### DIRECTIONS FOR THIS TASK:
When a line in the data below includes "algae", pick it out and copy it.

[Saved entries]
= = =
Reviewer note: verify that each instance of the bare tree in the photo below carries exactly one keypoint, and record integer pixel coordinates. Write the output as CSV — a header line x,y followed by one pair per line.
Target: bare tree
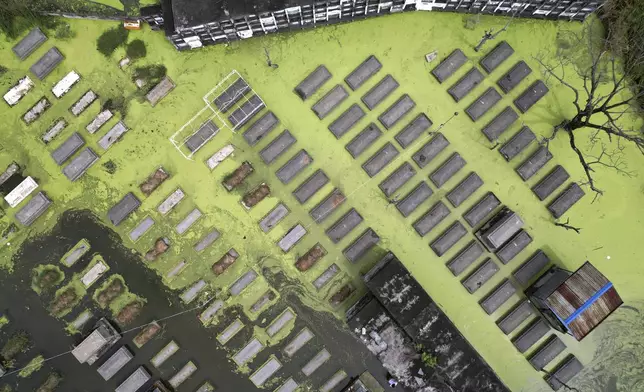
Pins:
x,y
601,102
= = =
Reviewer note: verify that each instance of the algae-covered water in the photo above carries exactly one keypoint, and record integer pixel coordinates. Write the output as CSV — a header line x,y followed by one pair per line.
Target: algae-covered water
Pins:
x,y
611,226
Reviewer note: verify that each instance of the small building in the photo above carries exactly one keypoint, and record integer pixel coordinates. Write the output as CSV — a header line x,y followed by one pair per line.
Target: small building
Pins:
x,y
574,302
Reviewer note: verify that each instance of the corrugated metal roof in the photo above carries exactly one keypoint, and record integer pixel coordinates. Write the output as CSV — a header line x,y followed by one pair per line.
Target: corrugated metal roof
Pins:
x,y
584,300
= = =
### TASK SOLUTION:
Reviewer note: verify that each instance of the algae-covered water in the photo above carries exactly one keypoint, and record integer pixel coordinates. Write the output as CSV — a header line x,y followed by one pair per line.
Target: algae-covered water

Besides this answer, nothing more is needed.